▶ [Text segment]:
Outside the summer seems to continue for a while. Inside the temperature is dropping as I’m listening to a chilling compilation. Cryosphere, the first release of Glacial Movements, is a “musical journey that transports the listener into glacial and unexplored lands where icebergs collide and where everything is frozen”. Nine artists were inspired by the glacial theme to produce fitting soundscapes, and they are not the least names in the ambient/drone scene: Troum, Oophoi, Northaunt and Tho-So-Aa are just some of the acts present. This compilation was already recommended to me a few times, and I can hear why, because the overall quality and sense of unity is exemplary. It’s an album to listen to with your eyes closed, and not once do you have to wake up because of a mediocre track.
Of course the artists follow different approaches. Some work with deep drones, endless and minimal, with only subtle manipulations, like the excellent piece by Troum. Others use detailed samples and field recordings in a special collage, like the opening track by Closing the Eternity. Some tracks have a floating, ethereal sound (TUU and Aidan Baker), while others sound darker and mysterious (Tho-So-Aa, Lightwave). An excellent album that makes you drift off to an endless landscape of ice, which is unfortunately threatened in its existence.

▶ [Information given]:
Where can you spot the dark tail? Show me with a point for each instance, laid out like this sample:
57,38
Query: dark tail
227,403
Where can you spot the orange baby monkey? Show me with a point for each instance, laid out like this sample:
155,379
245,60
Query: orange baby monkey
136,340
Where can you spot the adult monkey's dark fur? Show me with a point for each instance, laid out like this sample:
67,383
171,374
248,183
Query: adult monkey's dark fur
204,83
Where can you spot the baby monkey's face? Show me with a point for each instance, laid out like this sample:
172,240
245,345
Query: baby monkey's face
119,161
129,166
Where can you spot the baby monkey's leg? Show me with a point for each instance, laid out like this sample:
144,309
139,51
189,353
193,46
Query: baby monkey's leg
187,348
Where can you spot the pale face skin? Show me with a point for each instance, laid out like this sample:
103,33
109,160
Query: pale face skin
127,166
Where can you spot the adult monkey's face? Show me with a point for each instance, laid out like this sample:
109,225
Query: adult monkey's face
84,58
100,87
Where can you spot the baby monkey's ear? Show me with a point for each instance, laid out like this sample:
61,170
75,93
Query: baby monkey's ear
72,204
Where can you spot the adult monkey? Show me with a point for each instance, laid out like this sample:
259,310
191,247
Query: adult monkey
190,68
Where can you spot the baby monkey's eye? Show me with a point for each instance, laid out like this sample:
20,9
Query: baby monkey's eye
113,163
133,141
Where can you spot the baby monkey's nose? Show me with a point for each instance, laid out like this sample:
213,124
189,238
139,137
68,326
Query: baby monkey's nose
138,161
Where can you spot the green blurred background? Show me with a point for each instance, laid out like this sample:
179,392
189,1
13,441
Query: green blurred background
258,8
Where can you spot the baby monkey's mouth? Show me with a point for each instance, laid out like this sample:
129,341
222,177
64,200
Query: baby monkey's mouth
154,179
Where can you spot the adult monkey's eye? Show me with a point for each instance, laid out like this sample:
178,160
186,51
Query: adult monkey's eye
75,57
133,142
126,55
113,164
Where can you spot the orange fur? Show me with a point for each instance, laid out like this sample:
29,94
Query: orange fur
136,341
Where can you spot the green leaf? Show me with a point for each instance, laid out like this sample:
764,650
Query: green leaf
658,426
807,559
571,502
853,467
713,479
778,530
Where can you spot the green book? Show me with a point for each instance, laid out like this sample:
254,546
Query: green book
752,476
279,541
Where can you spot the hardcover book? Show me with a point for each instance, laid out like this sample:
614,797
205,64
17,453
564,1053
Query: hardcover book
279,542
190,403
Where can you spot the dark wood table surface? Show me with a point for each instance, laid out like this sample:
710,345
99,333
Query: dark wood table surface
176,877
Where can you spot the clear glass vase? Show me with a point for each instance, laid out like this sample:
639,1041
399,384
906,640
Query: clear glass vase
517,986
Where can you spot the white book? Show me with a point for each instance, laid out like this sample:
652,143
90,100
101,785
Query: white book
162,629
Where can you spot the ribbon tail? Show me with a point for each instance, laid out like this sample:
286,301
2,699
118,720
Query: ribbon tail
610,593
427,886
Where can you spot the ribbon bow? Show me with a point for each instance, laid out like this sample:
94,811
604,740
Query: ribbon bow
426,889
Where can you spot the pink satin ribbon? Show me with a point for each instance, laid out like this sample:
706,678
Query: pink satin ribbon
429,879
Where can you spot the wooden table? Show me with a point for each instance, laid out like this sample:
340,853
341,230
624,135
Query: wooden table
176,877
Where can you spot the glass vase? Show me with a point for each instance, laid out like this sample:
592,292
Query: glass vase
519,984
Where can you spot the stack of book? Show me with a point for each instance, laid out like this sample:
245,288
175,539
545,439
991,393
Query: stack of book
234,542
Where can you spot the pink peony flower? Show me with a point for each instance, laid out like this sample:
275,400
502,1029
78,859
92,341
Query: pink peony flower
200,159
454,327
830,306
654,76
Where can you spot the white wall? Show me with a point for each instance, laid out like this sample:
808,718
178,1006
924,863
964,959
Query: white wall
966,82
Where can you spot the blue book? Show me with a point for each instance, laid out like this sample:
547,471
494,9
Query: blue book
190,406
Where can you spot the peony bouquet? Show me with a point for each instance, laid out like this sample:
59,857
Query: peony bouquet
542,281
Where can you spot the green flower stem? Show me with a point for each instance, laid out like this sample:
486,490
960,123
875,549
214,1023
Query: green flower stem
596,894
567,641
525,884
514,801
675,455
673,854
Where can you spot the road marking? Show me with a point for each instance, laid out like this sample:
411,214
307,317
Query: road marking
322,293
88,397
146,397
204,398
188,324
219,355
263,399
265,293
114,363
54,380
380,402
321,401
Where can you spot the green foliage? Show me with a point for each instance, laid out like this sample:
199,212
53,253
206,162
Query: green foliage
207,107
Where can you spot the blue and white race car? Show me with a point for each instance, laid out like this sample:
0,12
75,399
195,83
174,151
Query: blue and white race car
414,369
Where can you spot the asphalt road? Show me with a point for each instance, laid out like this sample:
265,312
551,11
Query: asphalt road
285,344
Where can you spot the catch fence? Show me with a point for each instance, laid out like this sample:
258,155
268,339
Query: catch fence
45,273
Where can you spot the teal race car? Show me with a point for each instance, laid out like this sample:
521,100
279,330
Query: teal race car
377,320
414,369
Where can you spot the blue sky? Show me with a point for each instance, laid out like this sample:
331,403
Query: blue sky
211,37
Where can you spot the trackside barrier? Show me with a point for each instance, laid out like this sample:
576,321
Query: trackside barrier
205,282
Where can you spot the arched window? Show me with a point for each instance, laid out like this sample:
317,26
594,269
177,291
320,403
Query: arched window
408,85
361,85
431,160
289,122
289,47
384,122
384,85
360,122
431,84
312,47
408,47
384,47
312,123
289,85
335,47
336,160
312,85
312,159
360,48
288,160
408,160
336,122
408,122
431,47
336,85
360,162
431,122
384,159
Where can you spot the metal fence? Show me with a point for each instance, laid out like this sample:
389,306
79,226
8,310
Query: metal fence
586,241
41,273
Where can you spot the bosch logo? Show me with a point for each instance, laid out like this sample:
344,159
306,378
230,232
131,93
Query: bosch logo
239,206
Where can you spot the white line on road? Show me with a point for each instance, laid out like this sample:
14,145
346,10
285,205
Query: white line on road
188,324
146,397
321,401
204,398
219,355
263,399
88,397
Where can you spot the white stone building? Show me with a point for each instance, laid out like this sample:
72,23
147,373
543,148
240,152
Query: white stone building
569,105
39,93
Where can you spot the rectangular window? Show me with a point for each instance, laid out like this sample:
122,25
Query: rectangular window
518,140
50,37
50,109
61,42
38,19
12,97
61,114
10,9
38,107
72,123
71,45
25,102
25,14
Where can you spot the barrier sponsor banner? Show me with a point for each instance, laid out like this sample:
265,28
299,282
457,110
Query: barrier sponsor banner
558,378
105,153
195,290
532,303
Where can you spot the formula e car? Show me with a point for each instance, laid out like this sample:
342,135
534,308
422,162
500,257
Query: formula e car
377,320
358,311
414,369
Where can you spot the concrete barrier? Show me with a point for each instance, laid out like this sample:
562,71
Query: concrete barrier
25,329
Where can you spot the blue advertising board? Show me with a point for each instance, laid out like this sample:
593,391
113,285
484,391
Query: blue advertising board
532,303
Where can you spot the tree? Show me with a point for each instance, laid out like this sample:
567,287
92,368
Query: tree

▶ [Stated exercise 1]: According to the album review, Cryosphere is the first release of which label?
▶ [Stated exercise 2]: Write out the part of the album review that begins at the words "Of course the" and stops after "in its existence.".

▶ [Correct answer 1]: Glacial Movements

▶ [Correct answer 2]:
Of course the artists follow different approaches. Some work with deep drones, endless and minimal, with only subtle manipulations, like the excellent piece by Troum. Others use detailed samples and field recordings in a special collage, like the opening track by Closing the Eternity. Some tracks have a floating, ethereal sound (TUU and Aidan Baker), while others sound darker and mysterious (Tho-So-Aa, Lightwave). An excellent album that makes you drift off to an endless landscape of ice, which is unfortunately threatened in its existence.